◆ Task brief
Every line below that holds the string "apple" should be copied.

[Saved entries]

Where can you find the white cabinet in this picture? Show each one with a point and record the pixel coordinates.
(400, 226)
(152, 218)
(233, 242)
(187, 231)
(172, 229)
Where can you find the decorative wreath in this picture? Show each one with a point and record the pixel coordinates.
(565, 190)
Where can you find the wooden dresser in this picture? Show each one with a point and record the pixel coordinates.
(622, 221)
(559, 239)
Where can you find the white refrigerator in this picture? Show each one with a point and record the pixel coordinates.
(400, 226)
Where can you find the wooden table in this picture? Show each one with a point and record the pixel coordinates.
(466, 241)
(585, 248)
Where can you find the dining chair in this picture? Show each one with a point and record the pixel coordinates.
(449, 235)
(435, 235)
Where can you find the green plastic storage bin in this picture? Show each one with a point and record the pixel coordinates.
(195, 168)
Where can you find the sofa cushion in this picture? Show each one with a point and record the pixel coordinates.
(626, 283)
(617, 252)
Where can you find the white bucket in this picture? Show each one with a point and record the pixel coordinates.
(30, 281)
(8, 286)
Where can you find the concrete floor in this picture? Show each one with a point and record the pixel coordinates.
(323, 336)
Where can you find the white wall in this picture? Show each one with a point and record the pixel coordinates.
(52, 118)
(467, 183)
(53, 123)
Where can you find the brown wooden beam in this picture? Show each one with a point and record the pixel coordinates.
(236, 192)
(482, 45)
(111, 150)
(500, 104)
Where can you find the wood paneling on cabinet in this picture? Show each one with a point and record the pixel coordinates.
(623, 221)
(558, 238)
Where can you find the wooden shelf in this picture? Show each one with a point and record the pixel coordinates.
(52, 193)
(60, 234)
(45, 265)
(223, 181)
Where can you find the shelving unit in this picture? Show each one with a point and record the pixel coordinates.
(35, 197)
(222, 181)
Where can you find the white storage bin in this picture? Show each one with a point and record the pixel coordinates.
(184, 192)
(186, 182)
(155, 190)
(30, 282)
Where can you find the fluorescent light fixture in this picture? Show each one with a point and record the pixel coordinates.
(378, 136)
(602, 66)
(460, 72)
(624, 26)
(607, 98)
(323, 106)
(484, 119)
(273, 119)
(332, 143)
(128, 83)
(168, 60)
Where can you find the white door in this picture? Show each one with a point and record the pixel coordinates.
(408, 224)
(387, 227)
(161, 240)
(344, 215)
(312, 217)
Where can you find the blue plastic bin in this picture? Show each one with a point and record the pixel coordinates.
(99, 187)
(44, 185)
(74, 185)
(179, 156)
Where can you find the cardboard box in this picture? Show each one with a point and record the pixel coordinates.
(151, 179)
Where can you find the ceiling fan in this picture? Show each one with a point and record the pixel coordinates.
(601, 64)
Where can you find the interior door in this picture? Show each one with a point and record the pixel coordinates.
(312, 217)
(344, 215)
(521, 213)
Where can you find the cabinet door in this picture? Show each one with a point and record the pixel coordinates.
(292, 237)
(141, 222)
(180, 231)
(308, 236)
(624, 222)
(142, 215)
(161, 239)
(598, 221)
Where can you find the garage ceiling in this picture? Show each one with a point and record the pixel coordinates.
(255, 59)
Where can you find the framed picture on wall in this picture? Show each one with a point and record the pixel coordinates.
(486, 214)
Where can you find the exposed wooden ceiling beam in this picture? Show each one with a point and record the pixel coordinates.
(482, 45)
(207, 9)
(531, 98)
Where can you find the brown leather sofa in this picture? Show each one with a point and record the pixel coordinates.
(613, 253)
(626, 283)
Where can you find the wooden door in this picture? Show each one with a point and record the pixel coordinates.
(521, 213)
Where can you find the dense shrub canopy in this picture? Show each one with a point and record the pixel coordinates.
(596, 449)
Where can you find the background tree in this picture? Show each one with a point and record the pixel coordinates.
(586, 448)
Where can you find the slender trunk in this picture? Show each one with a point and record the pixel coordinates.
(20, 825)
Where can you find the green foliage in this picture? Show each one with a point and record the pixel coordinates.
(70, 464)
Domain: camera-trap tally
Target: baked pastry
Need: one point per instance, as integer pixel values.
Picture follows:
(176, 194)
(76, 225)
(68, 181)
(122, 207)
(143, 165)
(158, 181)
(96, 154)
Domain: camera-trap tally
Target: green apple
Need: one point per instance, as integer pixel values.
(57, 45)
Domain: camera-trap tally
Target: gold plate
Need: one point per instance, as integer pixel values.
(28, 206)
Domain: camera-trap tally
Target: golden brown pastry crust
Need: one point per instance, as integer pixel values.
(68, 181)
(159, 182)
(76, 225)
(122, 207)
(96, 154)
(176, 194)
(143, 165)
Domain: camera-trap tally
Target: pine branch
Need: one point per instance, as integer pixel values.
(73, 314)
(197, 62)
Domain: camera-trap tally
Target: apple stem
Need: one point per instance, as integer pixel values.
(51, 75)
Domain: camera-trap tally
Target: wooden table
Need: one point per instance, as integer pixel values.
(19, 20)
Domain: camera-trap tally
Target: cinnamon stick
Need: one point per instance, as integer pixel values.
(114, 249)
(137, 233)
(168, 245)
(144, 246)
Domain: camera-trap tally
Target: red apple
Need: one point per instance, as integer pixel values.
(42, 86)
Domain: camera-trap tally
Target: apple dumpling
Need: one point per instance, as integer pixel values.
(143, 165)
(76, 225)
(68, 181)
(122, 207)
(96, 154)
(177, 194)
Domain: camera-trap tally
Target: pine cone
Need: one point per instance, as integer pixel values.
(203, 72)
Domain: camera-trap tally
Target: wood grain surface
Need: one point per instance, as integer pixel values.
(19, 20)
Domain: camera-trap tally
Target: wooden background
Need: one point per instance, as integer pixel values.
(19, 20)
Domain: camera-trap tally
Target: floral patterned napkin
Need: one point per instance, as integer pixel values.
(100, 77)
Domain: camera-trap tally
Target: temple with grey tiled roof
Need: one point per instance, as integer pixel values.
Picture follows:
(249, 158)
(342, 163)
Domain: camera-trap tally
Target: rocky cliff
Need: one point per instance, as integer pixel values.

◆ Task response
Target: green apple
Target: apple stem
Target: red apple
Target: apple dumpling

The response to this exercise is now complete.